**SZCZEGÓŁY ZADANIA**
Wybierz z materiału poniżej wszystkie wiersze zawierające słowo "mirror" i przepisz je bez zmian.

**WPISY ZBIORU DANYCH**
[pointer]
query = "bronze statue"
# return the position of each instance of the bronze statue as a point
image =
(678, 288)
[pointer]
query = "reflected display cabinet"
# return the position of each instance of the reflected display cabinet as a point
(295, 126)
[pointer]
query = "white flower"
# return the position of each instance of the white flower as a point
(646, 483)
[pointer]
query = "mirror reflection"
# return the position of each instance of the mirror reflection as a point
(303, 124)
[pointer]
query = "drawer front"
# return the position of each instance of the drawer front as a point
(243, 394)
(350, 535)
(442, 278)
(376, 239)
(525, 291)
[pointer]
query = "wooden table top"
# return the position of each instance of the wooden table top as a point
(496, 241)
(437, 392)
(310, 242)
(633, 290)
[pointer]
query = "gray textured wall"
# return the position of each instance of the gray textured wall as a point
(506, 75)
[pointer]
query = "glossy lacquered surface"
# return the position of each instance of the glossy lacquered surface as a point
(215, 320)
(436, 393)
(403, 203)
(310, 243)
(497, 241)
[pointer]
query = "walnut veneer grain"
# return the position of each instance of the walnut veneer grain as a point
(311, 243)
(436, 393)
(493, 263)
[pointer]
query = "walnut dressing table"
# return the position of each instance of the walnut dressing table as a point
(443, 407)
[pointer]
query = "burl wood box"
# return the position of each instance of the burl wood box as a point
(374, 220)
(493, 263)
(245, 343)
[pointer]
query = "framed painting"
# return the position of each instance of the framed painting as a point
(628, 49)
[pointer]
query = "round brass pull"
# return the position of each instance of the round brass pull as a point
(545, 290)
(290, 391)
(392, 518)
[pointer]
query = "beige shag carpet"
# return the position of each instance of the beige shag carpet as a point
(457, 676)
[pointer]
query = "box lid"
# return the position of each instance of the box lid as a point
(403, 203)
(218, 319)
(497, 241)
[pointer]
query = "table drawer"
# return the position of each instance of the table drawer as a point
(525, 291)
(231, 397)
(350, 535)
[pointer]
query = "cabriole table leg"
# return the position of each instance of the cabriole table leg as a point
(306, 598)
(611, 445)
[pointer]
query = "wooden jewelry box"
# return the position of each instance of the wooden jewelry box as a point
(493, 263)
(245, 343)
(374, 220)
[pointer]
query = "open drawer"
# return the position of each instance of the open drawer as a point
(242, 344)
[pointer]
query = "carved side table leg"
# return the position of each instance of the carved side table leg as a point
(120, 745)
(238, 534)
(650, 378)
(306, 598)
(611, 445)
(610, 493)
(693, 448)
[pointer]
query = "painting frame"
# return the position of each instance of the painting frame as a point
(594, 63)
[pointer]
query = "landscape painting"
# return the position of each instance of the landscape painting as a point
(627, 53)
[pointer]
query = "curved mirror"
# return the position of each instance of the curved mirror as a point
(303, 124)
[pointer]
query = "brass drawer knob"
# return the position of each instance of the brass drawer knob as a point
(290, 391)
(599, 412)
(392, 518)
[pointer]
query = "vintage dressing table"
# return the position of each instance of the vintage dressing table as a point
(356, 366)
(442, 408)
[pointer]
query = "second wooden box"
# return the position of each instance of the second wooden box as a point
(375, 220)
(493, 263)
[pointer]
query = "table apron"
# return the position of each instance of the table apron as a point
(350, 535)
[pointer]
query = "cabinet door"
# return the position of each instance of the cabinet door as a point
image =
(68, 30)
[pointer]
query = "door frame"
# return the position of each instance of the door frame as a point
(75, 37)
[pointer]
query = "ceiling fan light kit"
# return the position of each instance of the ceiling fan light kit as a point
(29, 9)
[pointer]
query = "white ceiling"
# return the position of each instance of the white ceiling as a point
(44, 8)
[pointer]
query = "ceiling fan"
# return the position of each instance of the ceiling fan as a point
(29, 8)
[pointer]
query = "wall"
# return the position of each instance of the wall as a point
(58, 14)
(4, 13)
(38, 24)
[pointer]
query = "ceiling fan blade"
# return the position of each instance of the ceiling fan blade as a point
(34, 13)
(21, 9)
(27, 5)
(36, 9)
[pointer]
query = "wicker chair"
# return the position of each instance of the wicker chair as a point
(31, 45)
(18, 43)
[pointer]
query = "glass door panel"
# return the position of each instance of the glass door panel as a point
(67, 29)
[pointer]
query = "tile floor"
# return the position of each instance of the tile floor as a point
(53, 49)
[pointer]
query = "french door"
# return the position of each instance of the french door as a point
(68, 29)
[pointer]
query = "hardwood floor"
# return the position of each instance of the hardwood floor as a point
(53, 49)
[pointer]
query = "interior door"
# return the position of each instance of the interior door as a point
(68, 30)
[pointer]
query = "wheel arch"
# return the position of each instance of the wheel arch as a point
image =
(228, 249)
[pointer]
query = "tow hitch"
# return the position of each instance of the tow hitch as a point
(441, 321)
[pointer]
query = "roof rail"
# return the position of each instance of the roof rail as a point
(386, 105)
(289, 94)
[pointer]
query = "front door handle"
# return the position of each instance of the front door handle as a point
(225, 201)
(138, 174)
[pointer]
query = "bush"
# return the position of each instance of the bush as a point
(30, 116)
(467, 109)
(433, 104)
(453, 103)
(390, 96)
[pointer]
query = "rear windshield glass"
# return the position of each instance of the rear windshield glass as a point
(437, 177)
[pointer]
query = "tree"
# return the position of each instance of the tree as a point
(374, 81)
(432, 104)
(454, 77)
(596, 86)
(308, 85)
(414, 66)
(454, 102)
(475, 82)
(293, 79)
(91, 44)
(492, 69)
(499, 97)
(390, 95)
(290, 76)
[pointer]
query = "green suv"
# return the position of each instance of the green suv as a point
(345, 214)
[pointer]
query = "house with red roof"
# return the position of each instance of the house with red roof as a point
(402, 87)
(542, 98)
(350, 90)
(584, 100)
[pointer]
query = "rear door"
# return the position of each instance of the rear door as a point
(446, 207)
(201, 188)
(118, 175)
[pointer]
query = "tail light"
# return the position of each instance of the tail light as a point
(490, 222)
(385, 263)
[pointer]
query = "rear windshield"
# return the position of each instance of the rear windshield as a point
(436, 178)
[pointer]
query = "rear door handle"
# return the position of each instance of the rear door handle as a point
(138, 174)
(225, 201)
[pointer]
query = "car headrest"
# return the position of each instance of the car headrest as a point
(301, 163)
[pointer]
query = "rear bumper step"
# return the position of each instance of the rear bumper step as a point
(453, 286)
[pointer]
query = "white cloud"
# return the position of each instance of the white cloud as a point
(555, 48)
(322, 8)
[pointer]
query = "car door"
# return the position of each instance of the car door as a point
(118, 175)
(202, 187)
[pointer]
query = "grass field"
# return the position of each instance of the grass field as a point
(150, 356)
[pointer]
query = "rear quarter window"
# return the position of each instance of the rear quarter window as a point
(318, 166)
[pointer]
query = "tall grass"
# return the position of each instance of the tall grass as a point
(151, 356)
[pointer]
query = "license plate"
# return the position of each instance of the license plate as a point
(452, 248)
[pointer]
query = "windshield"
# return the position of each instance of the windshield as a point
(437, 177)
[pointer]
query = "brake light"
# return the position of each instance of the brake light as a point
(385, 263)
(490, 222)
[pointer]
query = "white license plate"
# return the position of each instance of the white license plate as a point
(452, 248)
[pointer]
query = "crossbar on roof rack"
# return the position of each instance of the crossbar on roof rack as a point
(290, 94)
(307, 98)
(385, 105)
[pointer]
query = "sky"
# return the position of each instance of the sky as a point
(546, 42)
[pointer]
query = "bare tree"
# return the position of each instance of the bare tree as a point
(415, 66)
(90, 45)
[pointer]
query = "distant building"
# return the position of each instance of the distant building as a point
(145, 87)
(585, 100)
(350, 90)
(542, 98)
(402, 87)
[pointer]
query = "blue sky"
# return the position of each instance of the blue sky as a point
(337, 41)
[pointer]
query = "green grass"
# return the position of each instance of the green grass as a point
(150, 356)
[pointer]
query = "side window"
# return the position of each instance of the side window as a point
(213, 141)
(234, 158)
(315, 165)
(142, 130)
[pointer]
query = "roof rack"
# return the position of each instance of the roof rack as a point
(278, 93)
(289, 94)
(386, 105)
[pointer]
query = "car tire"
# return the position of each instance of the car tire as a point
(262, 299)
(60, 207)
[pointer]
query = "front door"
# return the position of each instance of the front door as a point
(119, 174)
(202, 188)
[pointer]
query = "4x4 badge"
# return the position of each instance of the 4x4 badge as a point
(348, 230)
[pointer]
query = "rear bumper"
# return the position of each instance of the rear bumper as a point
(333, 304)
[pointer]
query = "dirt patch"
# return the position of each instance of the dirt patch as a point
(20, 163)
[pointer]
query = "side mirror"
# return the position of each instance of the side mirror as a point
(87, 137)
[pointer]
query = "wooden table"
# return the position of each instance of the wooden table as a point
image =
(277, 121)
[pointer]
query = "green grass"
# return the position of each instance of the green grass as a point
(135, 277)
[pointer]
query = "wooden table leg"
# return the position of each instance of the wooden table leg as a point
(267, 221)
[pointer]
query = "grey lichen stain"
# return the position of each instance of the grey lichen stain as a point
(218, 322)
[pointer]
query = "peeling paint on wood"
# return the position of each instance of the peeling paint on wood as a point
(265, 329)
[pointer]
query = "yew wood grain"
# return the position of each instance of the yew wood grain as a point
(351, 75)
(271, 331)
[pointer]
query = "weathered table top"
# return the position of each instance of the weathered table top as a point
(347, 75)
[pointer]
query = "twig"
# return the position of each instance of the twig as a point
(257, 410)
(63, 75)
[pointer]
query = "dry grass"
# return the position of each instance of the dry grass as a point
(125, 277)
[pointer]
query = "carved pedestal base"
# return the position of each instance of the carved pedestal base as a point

**PEŁNA ODPOWIEDŹ**
query = "mirror reflection"
# return the position of each instance of the mirror reflection as a point
query = "curved mirror"
# return the position of each instance of the curved mirror as a point
query = "side mirror"
# return the position of each instance of the side mirror as a point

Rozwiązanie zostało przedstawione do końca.